**What is needed**.
Please write out the line containing "TARGET: metal stand shaft" and each line after it through the end of the data, exactly, and nothing else.

**Excerpted records**.
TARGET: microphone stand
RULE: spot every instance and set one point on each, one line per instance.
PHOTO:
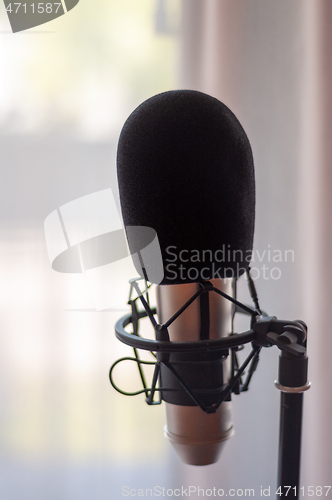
(289, 336)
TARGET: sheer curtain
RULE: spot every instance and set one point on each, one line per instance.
(270, 62)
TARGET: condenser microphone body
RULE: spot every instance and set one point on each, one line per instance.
(187, 192)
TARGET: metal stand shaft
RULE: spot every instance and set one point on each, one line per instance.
(292, 382)
(290, 444)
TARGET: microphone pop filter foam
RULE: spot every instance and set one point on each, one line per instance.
(186, 175)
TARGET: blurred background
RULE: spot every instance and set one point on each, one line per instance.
(66, 89)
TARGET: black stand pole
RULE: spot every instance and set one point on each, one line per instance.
(292, 382)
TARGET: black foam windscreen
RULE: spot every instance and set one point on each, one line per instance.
(185, 171)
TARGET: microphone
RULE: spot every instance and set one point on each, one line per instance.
(187, 192)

**Finished exercise**.
TARGET: metal stand shaft
RULE: spot every instance and set one point on each, one line per instance.
(292, 382)
(290, 444)
TARGET: microphone pop filter foam
RULE: spot every instance and set one point on each, one line per instance.
(186, 175)
TARGET: blurred background
RULE: spot every instance and set one point on each, one line per instance.
(66, 89)
TARGET: black stand pole
RULE: spot every instance and set one point on each, one line per instance.
(292, 382)
TARGET: black foam windscreen
RULE: spot every instance and set one point on each, one line per instance.
(185, 171)
TARGET: microphone
RULE: spot every instance and set one point on each, one line per instance.
(187, 192)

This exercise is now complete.